◆ **WORK INSTRUCTIONS**:
A) Name every person identified by name in the mentor essay.
B) In the mentor essay, why did the writer stay at Michigan rather than transfer to Kenyon College?
C) From the mentor essay, return the passage starting at "I have written" and ending at "supportive loving marriage.", word for word.

◆ **DOCUMENT PASSAGE**:

My Mentor Michael

My Mentor Michael

I have written about the importance of mentoring young people and how I have done so throughout my adult life. I am confident that mentoring Isaiah and Nicki has not only helped them achieve their goals, but has also given me insight into their lives which are so very different than mine.

Seven years ago, I wrote about my mentor Michael Brooks, after his dear wife Ruth died, because together they opened my eyes to the possibility of marriage with someone who was also my best friend. His revelation to me that his wife was his best friend over 40 years ago, felt stunning to me, having never observed a healthy marriage in my youth, until I met Michael and Ruth. Opening my eyes to that possibility allowed me to open my heart to my wife Sheryl, and we are now blessed with nearly 39 years of mutually supportive loving marriage.

But, Michael’s impact on my life goes much further than opening my eyes to a healthy marriage. We first met when I was in 9th grade in 1973, when he became the principal of my synagogue’s Hebrew High School. He was a grad student at the University of Michigan, and although like most teens, I complained about my mother forcing me to go to Hebrew school, meeting Michael made it all worthwhile.

Back then, I could drop into Michael’s office at any time and he would listen as I complained about my parents or any other teenage grievances I might have. He always listened thoughtfully and compassionately and provided useful advice, often highlighted with a joke or story. He often took me out for a meal and when I offered to pay, he always declined saying, “You can pay when you make more money than I do.”

By 11th grade, it became clear that 12th grade would be a waste of time for me, and I was fortunate that the University of Michigan had a special program that I could apply for admission without a high school diploma. To do so, however, I needed strong letters of recommendation, and to this day, I am confident that Michael’s letter was what enabled my early admission.

While I was excited to get into Michigan, I was terribly disappointed in the Animal House that was my dorm, and the mediocre large lecture courses provided to freshmen. I found it ironic that Michigan required letters of reference to make sure I was mature enough to attend school there as a 17 year old, but the 18 year olds I met were frequently highly immature. I considered transferring, and I got into Kenyon College, but since my parents could not even afford to send me to Michigan as an in-state student, requiring me to work 2 jobs, I realized that it was financially impossible for me to attend a private school. So, I remained at Michigan and learned an important life lesson about making the most out of the situation I was in.

◆ **DATA BLOCK**:

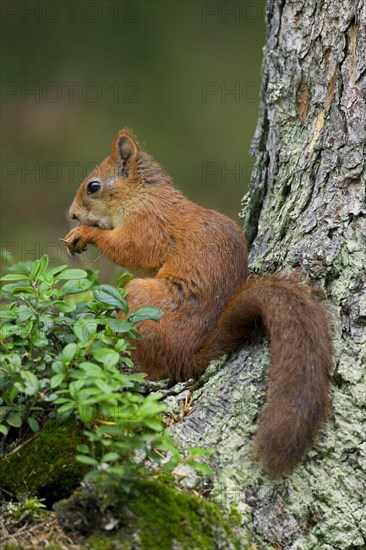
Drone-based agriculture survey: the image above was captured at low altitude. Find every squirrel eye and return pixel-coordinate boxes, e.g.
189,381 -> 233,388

◆ **RESPONSES TO THE TASKS**:
A) Isaiah, Nicki, Michael Brooks, Ruth, and Sheryl.

B) The writer's parents could not afford even Michigan's in-state cost, so the writer had to work two jobs. That made a private school financially impossible, so the writer stayed at Michigan.

C)
I have written about the importance of mentoring young people and how I have done so throughout my adult life. I am confident that mentoring Isaiah and Nicki has not only helped them achieve their goals, but has also given me insight into their lives which are so very different than mine.

Seven years ago, I wrote about my mentor Michael Brooks, after his dear wife Ruth died, because together they opened my eyes to the possibility of marriage with someone who was also my best friend. His revelation to me that his wife was his best friend over 40 years ago, felt stunning to me, having never observed a healthy marriage in my youth, until I met Michael and Ruth. Opening my eyes to that possibility allowed me to open my heart to my wife Sheryl, and we are now blessed with nearly 39 years of mutually supportive loving marriage.